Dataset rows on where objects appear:
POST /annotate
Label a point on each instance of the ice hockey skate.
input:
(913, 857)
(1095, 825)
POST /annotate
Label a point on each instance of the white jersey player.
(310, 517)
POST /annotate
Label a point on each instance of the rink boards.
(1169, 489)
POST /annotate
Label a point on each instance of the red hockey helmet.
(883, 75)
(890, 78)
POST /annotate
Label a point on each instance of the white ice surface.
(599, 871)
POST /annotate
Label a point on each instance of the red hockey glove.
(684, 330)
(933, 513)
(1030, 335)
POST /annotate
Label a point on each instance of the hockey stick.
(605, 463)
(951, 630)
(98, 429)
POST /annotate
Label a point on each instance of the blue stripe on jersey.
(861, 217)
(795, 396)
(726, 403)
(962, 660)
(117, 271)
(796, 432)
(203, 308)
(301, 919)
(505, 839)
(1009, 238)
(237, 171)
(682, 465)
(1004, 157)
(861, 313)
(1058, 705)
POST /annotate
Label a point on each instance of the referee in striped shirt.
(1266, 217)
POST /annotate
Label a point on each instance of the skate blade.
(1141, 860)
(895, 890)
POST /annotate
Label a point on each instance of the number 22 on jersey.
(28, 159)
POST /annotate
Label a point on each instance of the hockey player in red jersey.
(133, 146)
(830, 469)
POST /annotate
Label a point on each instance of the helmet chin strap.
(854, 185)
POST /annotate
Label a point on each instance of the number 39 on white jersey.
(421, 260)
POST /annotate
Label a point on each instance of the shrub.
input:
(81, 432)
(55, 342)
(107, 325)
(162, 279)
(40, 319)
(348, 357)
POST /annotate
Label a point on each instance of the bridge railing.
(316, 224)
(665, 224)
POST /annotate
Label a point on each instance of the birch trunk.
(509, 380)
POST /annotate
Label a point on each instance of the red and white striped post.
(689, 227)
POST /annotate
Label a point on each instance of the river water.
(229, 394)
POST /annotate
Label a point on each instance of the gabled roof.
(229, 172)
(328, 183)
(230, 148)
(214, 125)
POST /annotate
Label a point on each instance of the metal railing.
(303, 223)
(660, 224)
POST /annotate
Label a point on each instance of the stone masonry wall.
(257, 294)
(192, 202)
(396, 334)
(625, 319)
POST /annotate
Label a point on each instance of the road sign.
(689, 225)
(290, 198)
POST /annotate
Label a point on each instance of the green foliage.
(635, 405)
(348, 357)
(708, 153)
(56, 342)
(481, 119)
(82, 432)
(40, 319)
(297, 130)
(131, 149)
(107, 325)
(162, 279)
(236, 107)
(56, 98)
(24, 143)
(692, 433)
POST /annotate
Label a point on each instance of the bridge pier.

Task directions:
Reproduce every line of the listing above without any changes.

Completed task:
POST /annotate
Label a point on each instance of the ice hockey skate.
input:
(913, 857)
(1095, 825)
POST /annotate
Label a point on each instance of the white jersey player.
(310, 517)
POST /annotate
Label a point on each instance of the rink boards.
(1169, 489)
POST /annotate
Label a point on each instance of the red hockey helmet.
(883, 75)
(890, 78)
POST /annotate
Label a point on each instance of the white ice surface.
(599, 871)
POST /annotate
Label a point on each instance of the red hockey glove.
(684, 330)
(933, 513)
(1030, 335)
POST /annotate
Label a point on each instance of the hockey stick.
(605, 463)
(951, 630)
(98, 429)
POST /annotate
Label a point on each instance of the blue stripe on jersey.
(861, 217)
(795, 396)
(726, 403)
(962, 660)
(117, 271)
(796, 432)
(203, 308)
(301, 919)
(505, 839)
(1009, 238)
(237, 171)
(682, 465)
(1004, 157)
(861, 313)
(1058, 705)
POST /annotate
Label a point on each instance of the referee in striped shirt.
(1266, 217)
POST /annotate
Label a point on each instance of the skate blade.
(1141, 860)
(895, 890)
POST /annotate
Label a point on each instance of the number 22 on jersey.
(28, 159)
POST /annotate
Label a point on each instance of the hockey player in red jersey.
(133, 146)
(830, 469)
POST /annotate
Label a point on each instance of the helmet chin strap.
(854, 185)
POST /annotate
Label a point on each instance of the number 39 on white jersey.
(421, 260)
POST /annotate
Label a point on each instance of the shrub.
input:
(81, 432)
(55, 342)
(107, 325)
(162, 279)
(40, 319)
(348, 357)
POST /annotate
Label a point on each instance of the bridge railing.
(316, 224)
(665, 224)
POST /annotate
Label a point on each instance of the birch trunk.
(509, 380)
POST /annotate
Label a point on each instance of the red and white striped post.
(689, 227)
POST /annotate
Label a point on each instance of the river water.
(229, 394)
POST /annotate
Label a point on each instance of the gabled roof.
(229, 172)
(328, 183)
(230, 148)
(214, 125)
POST /annotate
Label a point on each instance of the metal railing.
(303, 223)
(660, 224)
POST /annotate
Label a point on each instance of the stone masonry wall.
(257, 294)
(192, 202)
(396, 334)
(625, 319)
POST /annotate
Label a point on each instance of the road sign.
(689, 225)
(290, 198)
POST /annotate
Label a point on each instance of the green foliage.
(635, 405)
(348, 357)
(708, 153)
(56, 342)
(481, 119)
(82, 432)
(40, 319)
(297, 130)
(131, 149)
(107, 325)
(162, 279)
(236, 107)
(56, 98)
(24, 143)
(692, 433)
POST /annotate
Label a point on each instance of the bridge pier.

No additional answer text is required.